**PROBLEM:**
Write the material out again exactly.

**DATA FOR THIS EXERCISE:**
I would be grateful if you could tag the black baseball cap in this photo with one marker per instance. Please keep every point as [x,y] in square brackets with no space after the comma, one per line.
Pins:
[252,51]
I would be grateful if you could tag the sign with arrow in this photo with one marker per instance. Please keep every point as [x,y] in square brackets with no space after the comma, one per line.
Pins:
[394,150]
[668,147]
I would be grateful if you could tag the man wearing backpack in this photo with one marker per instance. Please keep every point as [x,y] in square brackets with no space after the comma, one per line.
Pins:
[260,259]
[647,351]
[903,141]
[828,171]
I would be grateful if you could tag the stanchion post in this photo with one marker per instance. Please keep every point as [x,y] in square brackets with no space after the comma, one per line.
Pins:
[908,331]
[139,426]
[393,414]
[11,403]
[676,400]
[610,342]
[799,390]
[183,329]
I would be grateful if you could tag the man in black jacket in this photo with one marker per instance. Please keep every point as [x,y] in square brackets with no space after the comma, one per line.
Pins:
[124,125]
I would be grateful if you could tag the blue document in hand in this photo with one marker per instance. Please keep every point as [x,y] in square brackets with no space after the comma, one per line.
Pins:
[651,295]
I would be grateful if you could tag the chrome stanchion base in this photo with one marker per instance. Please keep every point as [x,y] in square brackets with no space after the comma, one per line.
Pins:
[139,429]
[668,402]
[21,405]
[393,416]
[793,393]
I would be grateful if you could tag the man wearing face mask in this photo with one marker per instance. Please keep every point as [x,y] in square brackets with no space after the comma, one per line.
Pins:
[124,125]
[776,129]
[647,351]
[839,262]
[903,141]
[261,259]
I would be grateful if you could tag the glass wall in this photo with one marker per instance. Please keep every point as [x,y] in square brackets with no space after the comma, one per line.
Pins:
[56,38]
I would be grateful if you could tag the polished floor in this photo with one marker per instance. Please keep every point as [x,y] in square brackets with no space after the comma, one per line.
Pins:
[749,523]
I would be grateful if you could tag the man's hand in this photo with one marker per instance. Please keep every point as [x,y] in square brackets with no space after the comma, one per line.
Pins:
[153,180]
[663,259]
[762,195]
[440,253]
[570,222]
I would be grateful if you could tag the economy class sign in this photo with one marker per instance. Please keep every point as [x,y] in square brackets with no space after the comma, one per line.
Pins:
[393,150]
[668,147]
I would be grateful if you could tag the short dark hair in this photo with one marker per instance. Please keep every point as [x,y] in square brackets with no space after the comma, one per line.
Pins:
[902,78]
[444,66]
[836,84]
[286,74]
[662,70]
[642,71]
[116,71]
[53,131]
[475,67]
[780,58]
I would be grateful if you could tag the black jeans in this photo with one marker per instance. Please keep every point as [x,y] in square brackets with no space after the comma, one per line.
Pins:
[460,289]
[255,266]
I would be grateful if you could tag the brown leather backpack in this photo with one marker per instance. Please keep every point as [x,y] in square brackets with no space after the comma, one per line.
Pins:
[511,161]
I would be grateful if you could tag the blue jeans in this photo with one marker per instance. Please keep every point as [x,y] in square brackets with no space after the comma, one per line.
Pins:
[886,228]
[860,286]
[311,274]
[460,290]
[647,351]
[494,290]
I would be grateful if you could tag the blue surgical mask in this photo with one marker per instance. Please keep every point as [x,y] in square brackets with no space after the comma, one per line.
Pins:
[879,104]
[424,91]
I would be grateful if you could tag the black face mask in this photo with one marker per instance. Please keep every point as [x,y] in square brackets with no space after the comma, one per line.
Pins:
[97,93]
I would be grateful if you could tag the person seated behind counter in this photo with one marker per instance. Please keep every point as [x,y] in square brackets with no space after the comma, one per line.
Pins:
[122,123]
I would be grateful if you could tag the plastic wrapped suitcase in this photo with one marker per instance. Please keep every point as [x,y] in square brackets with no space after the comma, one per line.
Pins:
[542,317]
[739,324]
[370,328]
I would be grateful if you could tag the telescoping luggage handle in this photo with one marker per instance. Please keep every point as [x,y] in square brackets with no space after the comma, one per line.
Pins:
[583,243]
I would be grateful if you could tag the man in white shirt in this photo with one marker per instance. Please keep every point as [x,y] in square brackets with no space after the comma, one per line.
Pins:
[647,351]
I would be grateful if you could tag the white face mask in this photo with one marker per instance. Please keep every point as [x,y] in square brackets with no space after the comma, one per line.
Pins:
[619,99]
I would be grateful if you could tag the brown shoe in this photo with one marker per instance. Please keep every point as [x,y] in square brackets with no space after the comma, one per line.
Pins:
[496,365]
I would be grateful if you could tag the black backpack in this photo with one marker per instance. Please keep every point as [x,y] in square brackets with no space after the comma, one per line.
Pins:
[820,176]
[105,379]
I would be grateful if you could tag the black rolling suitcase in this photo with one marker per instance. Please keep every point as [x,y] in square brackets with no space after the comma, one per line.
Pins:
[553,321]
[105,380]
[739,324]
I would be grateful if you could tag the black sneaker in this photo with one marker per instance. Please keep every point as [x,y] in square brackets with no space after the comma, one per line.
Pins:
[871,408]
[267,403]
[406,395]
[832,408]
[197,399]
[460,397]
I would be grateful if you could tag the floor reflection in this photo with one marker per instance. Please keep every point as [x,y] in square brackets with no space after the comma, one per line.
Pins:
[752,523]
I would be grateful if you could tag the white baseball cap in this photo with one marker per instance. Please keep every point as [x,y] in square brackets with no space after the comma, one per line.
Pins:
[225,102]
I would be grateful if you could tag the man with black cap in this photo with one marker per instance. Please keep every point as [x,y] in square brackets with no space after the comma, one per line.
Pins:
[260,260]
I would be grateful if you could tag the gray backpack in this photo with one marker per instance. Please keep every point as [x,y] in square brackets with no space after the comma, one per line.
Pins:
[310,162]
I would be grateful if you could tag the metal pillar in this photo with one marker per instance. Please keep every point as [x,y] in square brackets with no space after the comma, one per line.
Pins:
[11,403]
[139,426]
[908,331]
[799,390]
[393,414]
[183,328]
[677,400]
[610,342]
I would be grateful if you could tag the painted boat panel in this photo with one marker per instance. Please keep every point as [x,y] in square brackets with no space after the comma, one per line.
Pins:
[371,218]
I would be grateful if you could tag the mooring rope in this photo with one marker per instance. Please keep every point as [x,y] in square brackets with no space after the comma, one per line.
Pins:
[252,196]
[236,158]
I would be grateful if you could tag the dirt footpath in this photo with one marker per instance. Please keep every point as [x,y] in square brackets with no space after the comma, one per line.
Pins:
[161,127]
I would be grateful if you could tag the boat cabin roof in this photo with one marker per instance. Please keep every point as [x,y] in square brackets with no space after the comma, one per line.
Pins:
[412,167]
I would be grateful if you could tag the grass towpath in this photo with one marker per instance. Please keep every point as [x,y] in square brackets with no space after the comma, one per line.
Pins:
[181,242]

**WRITTEN RESPONSE:**
I would be grateful if you could tag the black baseball cap in this photo with one marker per instance. Please keep every point as [x,y] in square brackets with no space after the comma, one per line.
Pins:
[252,51]
I would be grateful if you could tag the sign with arrow in this photo with one marker per instance. Please keep every point as [x,y] in square brackets with no space after the comma, one per line.
Pins:
[394,150]
[668,147]
I would be grateful if you could tag the man wearing backpack in this photo with one marker per instance. Please keep every point as [x,y] in square brackets with no space after the comma, one per line.
Pins:
[260,259]
[647,351]
[903,141]
[828,171]
I would be grateful if you could tag the stanchion post in this photo with one marker per instance. Please keep every point as [x,y] in square brackets with no space after the comma, one per line.
Pins:
[908,331]
[139,426]
[393,414]
[11,403]
[676,400]
[610,342]
[799,390]
[183,329]
I would be grateful if you could tag the man in black jacket in this photo with one marker per instance. Please keep every point as [x,y] in square brackets with no space after the comma, one per line.
Pins:
[124,125]
I would be grateful if you could tag the blue document in hand in this photo with one marker per instance. Please keep every point as [x,y] in square brackets with no space after the comma, one per line.
Pins:
[651,295]
I would be grateful if you could tag the chrome stanchion base in this photo with one marker per instance. Please keep every point as [x,y] in square brackets with no space after the comma, one per line.
Pins:
[139,429]
[668,402]
[21,405]
[393,416]
[793,393]
I would be grateful if you could tag the man wearing face mask in this photo with one marker per instance. Please keep every point as [x,y] in square brackets with no space after the comma, one per line.
Pins:
[124,125]
[776,129]
[647,351]
[839,262]
[903,141]
[261,259]
I would be grateful if you could tag the glass wall in this photo with one marker per instance. Please keep every point as [x,y] in square brackets with no space after the comma, one per line.
Pins:
[56,38]
I would be grateful if you could tag the polished floor in this photo with one marker per instance. Please keep every point as [x,y] in square brackets with no space after the comma, one per line.
Pins:
[749,523]
I would be grateful if you could tag the man's hand in this photo with one marker per instance. Please keep every point as [x,y] in square brackets with no space after the comma, one per line.
Pins:
[153,180]
[663,259]
[762,195]
[440,253]
[570,222]
I would be grateful if you could tag the economy class sign in this photo with one marker per instance. Please keep every point as [x,y] in square brackets with no space after the comma, one per line.
Pins:
[393,150]
[668,147]
I would be grateful if you could tag the short dark hair in this photo with one marker per instance. Please keep every point as [x,y] in square brackets with no space after the comma, one per line.
Pins:
[902,78]
[444,66]
[836,84]
[286,74]
[662,70]
[642,71]
[116,71]
[53,131]
[475,67]
[780,58]
I would be grateful if you could tag the black jeans in this photo with one marker per instance. Please keep every point as [x,y] in square brackets with no space after the comma, one per line.
Pins:
[460,289]
[255,266]
I would be grateful if you could tag the brown leather backpack in this photo with one marker per instance. Please keep every point as [x,y] in square brackets with no space after the comma, one per line.
Pins:
[511,161]
I would be grateful if you could tag the blue jeans in this photo with one marker per instance. Please keep every point as [x,y] in square brackets with no space after the comma, one per line.
Pins:
[886,228]
[860,286]
[311,274]
[460,290]
[647,351]
[494,290]
I would be grateful if you could tag the blue surgical mask in this photo with one marker per instance. Please keep every point as [x,y] in square brackets with no space after the comma, one per line.
Pins:
[879,104]
[424,91]
I would be grateful if you could tag the black face mask in this photo with one marker per instance. Please keep every point as [x,y] in square brackets with no space after the comma, one per line.
Pins:
[97,93]
I would be grateful if you could tag the person seated behind counter in this photo with one marker per instance. Please keep every point as [x,y] in square brackets with no space after the comma, one per line.
Pins:
[122,123]
I would be grateful if you could tag the plastic wrapped suitcase in this photo with one marker per instance. Please keep every point as [x,y] in square brackets with no space after the comma, one per line.
Pins:
[542,317]
[739,324]
[370,328]
I would be grateful if you could tag the telescoping luggage handle in this photo with one marker per instance. Please keep every point as [x,y] in square brackets with no space after the comma, one per line.
Pins:
[583,243]
I would be grateful if you could tag the man in white shirt in this photo with one marker per instance. Please keep every point as [x,y] in square brackets with no space after the comma, one per line.
Pins:
[647,351]
I would be grateful if you could tag the white face mask in this photo with one marker per instance. Please keep every point as [x,y] in square brackets with no space after the comma, one per line.
Pins:
[619,99]
I would be grateful if you could tag the brown shoe in this photo with one marker per instance. Please keep every point as [x,y] in square brackets with no space after the comma, one per line.
Pins:
[496,365]
I would be grateful if you could tag the black backpack in this photo with one marker per instance. Please keep every point as [x,y] in square brackets with no space after the comma, one per line.
Pins:
[820,176]
[105,379]
I would be grateful if you could tag the black rolling suitcase in this photo with one marker per instance. Please keep every point as [x,y] in square brackets with no space after the comma, one per line.
Pins:
[553,321]
[105,380]
[739,324]
I would be grateful if you could tag the black sneaker in this photo with one marker per instance. Please keep every point as [x,y] in square brackets with no space after the comma, one per line.
Pins:
[871,408]
[267,403]
[406,395]
[832,408]
[197,399]
[460,397]
I would be grateful if you could tag the floor reflection in this photo with one marker per instance. Please keep every point as [x,y] in square brackets with no space after the comma, one per line.
Pins:
[752,523]
I would be grateful if you could tag the white baseball cap in this photo with one marker per instance. Please keep every point as [x,y] in square brackets with no space after the comma, one per line.
Pins:
[225,102]
I would be grateful if you could tag the man with black cap in this photo with one marker per instance. Please keep every point as [x,y] in square brackets with no space after the comma, one per line.
Pins:
[260,260]
I would be grateful if you could tag the gray backpack in this photo with one marker per instance. Please keep every point as [x,y] in square brackets with no space after the comma, one per line.
Pins:
[310,162]
I would be grateful if you could tag the metal pillar in this photo with one marker per instance. Please keep every point as [x,y] in square brackets with no space after the comma, one per line.
Pins:
[11,403]
[139,426]
[908,331]
[799,390]
[393,414]
[183,328]
[677,400]
[610,342]
I would be grateful if you could tag the painted boat panel in this photo with one marker per instance. Please keep every point as [x,y] in square brackets with no space after the comma, one per line.
Pins:
[371,218]
I would be grateful if you could tag the mooring rope in this photo with one marker per instance. Please keep every point as [x,y] in square brackets with no space after the comma, one per line.
Pins:
[252,196]
[236,158]
I would be grateful if you could tag the dirt footpath in this photo with one marker per instance. Please keep every point as [x,y] in square brackets with no space after the comma, one per line.
Pins:
[161,127]
I would be grateful if you could tag the boat cabin roof in this photo with one marker per instance. Please keep every point as [x,y] in square brackets with no space after the comma, one per line.
Pins:
[412,167]
I would be grateful if you could tag the grass towpath in this photo with one marker per instance. Please keep every point as [x,y] in square brackets with no space after the comma, one per line.
Pins:
[181,242]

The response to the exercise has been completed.